(Extracted records)
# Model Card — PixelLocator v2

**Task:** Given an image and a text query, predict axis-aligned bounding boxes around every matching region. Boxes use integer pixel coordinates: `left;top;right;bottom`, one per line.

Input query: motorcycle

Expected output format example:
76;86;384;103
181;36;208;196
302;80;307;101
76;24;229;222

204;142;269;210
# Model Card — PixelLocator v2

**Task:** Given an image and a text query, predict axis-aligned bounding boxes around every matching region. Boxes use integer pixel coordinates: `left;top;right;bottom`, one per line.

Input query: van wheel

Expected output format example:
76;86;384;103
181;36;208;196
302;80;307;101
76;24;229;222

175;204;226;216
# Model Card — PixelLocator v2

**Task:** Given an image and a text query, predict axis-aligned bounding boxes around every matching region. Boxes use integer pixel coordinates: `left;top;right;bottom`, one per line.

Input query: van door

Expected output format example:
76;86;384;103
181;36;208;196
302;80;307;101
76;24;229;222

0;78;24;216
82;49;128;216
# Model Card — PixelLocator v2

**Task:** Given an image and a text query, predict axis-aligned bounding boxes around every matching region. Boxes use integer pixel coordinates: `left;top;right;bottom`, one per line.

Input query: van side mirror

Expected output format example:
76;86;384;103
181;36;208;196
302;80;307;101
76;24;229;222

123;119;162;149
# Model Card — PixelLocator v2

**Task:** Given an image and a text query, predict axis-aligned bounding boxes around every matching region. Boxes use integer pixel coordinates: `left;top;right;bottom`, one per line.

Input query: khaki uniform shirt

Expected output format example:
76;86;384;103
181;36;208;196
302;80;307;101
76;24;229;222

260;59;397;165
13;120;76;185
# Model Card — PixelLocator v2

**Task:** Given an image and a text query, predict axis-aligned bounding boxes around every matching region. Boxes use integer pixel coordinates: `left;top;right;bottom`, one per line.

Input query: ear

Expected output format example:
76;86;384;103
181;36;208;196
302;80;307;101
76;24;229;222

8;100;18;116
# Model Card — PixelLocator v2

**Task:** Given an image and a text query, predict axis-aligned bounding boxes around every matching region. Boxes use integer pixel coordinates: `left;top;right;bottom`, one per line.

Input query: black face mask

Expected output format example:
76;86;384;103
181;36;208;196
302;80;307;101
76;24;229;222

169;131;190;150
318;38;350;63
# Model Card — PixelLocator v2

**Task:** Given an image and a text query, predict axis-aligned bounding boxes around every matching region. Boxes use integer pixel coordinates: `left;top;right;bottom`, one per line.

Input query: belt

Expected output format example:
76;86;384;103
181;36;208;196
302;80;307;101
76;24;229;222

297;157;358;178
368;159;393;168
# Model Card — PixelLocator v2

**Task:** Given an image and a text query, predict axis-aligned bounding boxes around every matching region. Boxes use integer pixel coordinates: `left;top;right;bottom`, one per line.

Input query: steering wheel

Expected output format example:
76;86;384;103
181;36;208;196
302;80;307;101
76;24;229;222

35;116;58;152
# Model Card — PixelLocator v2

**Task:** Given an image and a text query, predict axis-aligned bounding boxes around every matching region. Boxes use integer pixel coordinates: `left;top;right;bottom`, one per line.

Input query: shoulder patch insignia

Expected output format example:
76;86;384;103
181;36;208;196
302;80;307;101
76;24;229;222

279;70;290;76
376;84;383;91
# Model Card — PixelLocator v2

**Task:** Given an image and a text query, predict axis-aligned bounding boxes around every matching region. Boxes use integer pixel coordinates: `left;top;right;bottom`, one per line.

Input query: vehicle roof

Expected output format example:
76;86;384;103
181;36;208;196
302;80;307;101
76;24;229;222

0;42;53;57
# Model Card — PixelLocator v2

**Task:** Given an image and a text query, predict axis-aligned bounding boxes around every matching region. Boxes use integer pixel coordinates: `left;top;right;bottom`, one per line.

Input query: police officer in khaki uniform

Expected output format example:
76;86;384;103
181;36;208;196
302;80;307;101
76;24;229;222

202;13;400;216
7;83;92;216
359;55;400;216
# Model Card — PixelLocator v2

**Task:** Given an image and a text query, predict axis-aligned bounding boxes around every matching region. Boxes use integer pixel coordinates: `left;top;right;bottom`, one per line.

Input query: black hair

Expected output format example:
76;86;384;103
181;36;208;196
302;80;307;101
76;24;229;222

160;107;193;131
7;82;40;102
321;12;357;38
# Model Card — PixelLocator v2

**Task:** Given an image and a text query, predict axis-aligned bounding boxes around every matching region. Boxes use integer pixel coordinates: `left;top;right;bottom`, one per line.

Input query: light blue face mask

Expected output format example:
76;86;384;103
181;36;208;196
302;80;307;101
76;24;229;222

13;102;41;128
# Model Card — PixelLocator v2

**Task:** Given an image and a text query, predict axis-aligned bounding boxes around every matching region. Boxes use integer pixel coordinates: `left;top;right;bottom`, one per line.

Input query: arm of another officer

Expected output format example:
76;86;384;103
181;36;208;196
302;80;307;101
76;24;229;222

— Stated task —
Please find every line in the entries above that contains the string "face", and copy each of those lines in full. Case counts when matching.

— Task output —
Input query: black face mask
Input query: light blue face mask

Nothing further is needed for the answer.